- **課題 A**
ウクライナ支援をめぐる記事では、米政府がこれまでウクライナに供与してきたものとして何が挙げられていますか？
- **課題 B**
ウクライナ支援をめぐる記事の続きを、最後の文の後から書いてください。

- **本文抜粋**
ウクライナのゼレンスキー大統領は侵攻前であっても米欧が対ロ制裁に踏み切るべきだとの考えを示している。
ブリンケン氏は「抑止効果を失うので必要になるまで引き金を引きたくない」と語り、侵攻前に現在検討している大規模な金融・経済制裁を科すことに改めて否定的な考えを示した。
ロシアが侵攻すれば、安全保障や経済などに関するウクライナ支援を倍増するとも語った。米政府はこれまでも対戦車ミサイルのジャベリンや警戒艇、弾薬などを供与してきた。さらに強化する方針だが、NATOに加盟していないウクライナへの防衛義務はなく、軍派遣は否定する。

- **データ行**
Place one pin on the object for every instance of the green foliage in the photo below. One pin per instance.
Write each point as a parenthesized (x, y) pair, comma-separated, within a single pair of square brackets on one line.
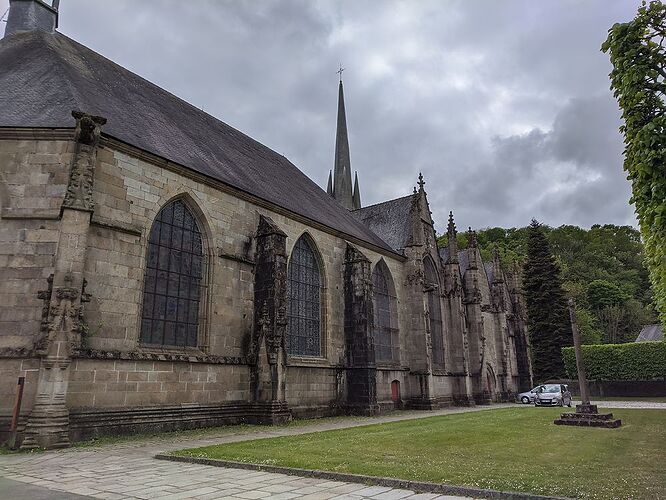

- **出力 A**
対戦車ミサイルのジャベリン、警戒艇、弾薬などです。

- **出力 B**
ロシアは20日、同日に終了予定だったベラルーシとの合同軍事演習の延長を決めた。終了後にベラルーシから撤収するはずだった推定3万人規模のロシア軍は展開を継続する。
ウクライナ北方のベラルーシ国境から100キロメートルほどに位置する首都キエフを攻撃するシナリオを想定しているとの見方があり、米政府は注視していた。
米ブルームバーグ通信によると、米国は同盟国にロシアが首都キエフだけでなく複数の都市を攻撃対象にしている可能性があると伝えた。北東部や南部も標的にしているおそれがある。